* [Exercise data]
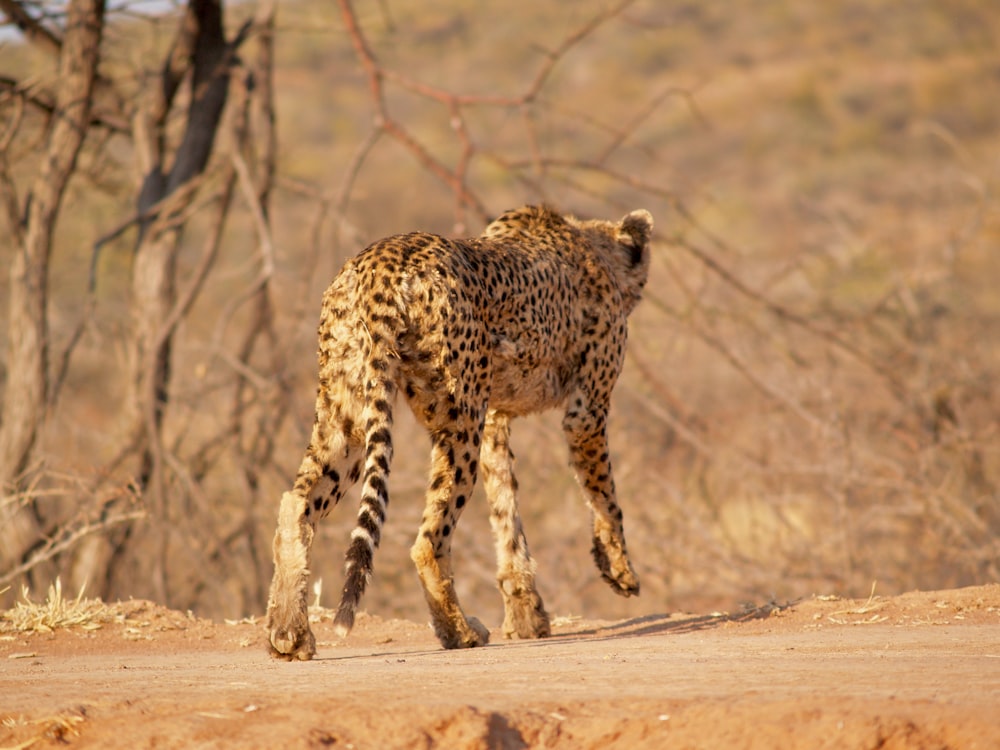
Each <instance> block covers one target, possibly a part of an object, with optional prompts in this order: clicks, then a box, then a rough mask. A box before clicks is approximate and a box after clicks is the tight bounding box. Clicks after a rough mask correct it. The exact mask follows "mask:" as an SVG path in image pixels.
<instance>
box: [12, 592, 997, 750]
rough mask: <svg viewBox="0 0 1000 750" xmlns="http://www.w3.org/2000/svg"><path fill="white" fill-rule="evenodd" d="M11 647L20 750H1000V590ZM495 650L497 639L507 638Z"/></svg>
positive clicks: (122, 617)
mask: <svg viewBox="0 0 1000 750" xmlns="http://www.w3.org/2000/svg"><path fill="white" fill-rule="evenodd" d="M123 606H125V607H126V608H128V607H131V608H132V609H130V610H128V611H127V612H126V614H125V615H124V616H123V617H122V618H120V620H119V621H118V622H114V623H109V624H107V625H105V626H104V627H102V628H101V629H100V630H96V631H92V632H62V631H61V632H59V633H57V634H48V635H31V636H23V635H18V636H17V637H10V636H8V637H7V638H6V639H5V640H3V641H0V665H2V672H0V719H4V720H5V721H4V725H3V726H2V727H0V747H12V746H18V743H23V742H32V741H34V742H35V744H34V745H28V746H34V747H45V746H49V745H52V746H55V745H56V744H59V743H62V742H66V741H68V742H70V743H71V744H72V745H73V746H77V747H191V746H199V747H279V746H280V747H338V748H347V747H357V748H363V747H449V748H450V747H468V748H517V747H526V746H531V747H567V748H570V747H594V748H597V747H608V746H619V747H650V748H653V747H706V748H708V747H719V746H726V747H747V748H756V747H760V748H765V747H768V748H770V747H792V748H798V747H801V748H807V747H808V748H816V747H866V748H867V747H871V748H875V747H884V748H891V747H899V748H904V747H905V748H924V747H927V748H931V747H934V748H939V747H956V748H958V747H962V748H967V747H980V748H1000V586H997V585H993V586H985V587H976V588H970V589H962V590H959V591H950V592H933V593H923V594H908V595H906V596H904V597H897V598H895V599H887V600H881V599H879V600H874V601H869V602H846V601H815V600H814V601H808V602H804V603H801V604H799V605H796V606H794V607H791V608H789V609H786V610H783V611H781V612H775V613H771V614H770V615H768V614H767V613H766V611H763V610H762V611H757V612H754V613H747V614H745V615H740V616H737V617H720V616H714V617H713V616H680V615H674V616H657V617H648V618H642V619H639V620H634V621H629V622H621V623H586V622H575V623H568V624H564V625H561V626H560V627H557V628H556V631H555V636H554V637H553V638H551V639H547V640H544V641H529V642H503V641H499V642H497V643H495V644H494V645H491V646H488V647H486V648H483V649H475V650H470V651H443V650H441V649H439V648H438V646H437V643H436V641H435V640H434V638H433V636H432V634H431V633H430V631H429V630H428V629H427V628H426V627H425V626H421V625H417V624H414V623H408V622H401V621H383V620H379V619H378V618H372V617H362V618H361V619H360V620H359V625H358V627H357V628H356V629H355V631H354V633H352V634H351V636H350V637H349V638H348V639H346V641H343V642H340V641H330V640H326V639H329V638H332V633H331V631H330V629H329V627H328V625H327V623H326V622H321V623H319V624H318V625H317V626H316V631H317V637H318V640H319V641H320V649H319V657H318V658H317V659H316V660H314V661H312V662H309V663H285V662H276V661H272V660H270V659H268V658H267V657H266V656H265V654H264V653H263V649H262V647H261V641H262V637H261V635H262V634H261V630H260V626H259V625H253V624H247V623H244V624H239V625H219V624H214V623H209V622H206V621H202V620H196V619H192V618H189V617H185V616H184V615H182V614H180V613H176V612H170V611H168V610H163V609H161V608H157V607H154V606H153V605H149V604H147V603H137V602H133V603H130V604H127V605H123ZM496 637H497V636H496V634H494V638H496Z"/></svg>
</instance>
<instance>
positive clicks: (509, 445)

* [Instructions to follow] Copy whichever lines of the records above contain the word "rough".

* [Result of the exercise]
Each <instance> block covers one target, possibly a part of an object, with optional prompts in this order: clicks, then a box, then a rough mask. A box before clicks is approximate and a box after clicks is the tight bounding box. Clicks after a rough mask correct it. The exact mask follows "mask:" as an SVG path in image pixels.
rough mask: <svg viewBox="0 0 1000 750" xmlns="http://www.w3.org/2000/svg"><path fill="white" fill-rule="evenodd" d="M11 647L20 750H1000V590ZM495 650L497 639L507 638Z"/></svg>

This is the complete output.